### TEXTE D'ÉTUDE

▼

Dans la nuit de lundi à mardi, quelques dizaines de protestataires s’étaient barricadés dans le Hamilton Hall. Le bâtiment a été renommé « Hind’s Hall » par le groupe propalestinien « Columbia University Apartheid Divest », en hommage à une fillette de six ans tuée à Gaza. Sur son compte Instagram, ce groupe a dénoncé une « invasion » du campus.
La présidence de Columbia avait commencé lundi à « suspendre » administrativement des étudiants qui refusaient de quitter le « village » de tentes.
Les manifestants propalestiniens exigent que leurs universités coupent les ponts avec des mécènes ou entreprises liés à Israël.
Columbia refuse. Mais un autre campus d’élite du Nord-Est, Brown University, à Providence dans le Rhode Island, a annoncé un accord avec les étudiants : démantèlement du campement contre un vote de l’université en octobre sur d’éventuels « désinvestissements de ‘sociétés qui rendent possible et profitent du génocide à Gaza' ».

▲

### Données de localisation de points
▼

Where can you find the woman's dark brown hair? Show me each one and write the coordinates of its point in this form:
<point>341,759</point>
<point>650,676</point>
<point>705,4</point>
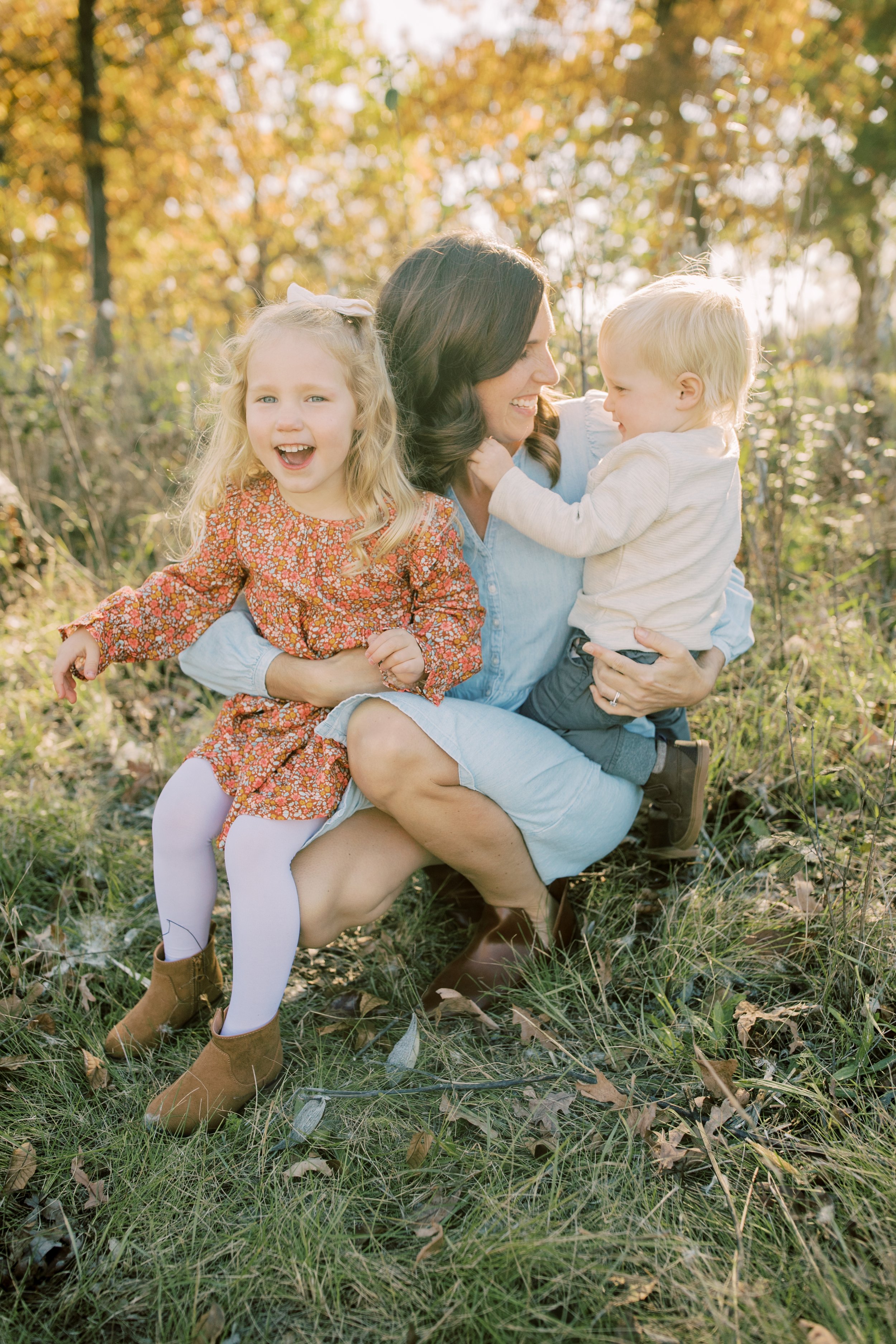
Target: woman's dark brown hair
<point>458,311</point>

▲

### CONSIGNE 1
D'après le texte sur Columbia, quel nouveau nom le groupe propalestinien a-t-il donné au Hamilton Hall ?
### CONSIGNE 2
Recopiez à l'identique le passage du texte sur Columbia qui commence aux mots « Dans la nuit » et s'arrête après « liés à Israël. ».

### CORRIGÉ 1
Il l'a renommé « Hind’s Hall ».

### CORRIGÉ 2
Dans la nuit de lundi à mardi, quelques dizaines de protestataires s’étaient barricadés dans le Hamilton Hall. Le bâtiment a été renommé « Hind’s Hall » par le groupe propalestinien « Columbia University Apartheid Divest », en hommage à une fillette de six ans tuée à Gaza. Sur son compte Instagram, ce groupe a dénoncé une « invasion » du campus.
La présidence de Columbia avait commencé lundi à « suspendre » administrativement des étudiants qui refusaient de quitter le « village » de tentes.
Les manifestants propalestiniens exigent que leurs universités coupent les ponts avec des mécènes ou entreprises liés à Israël.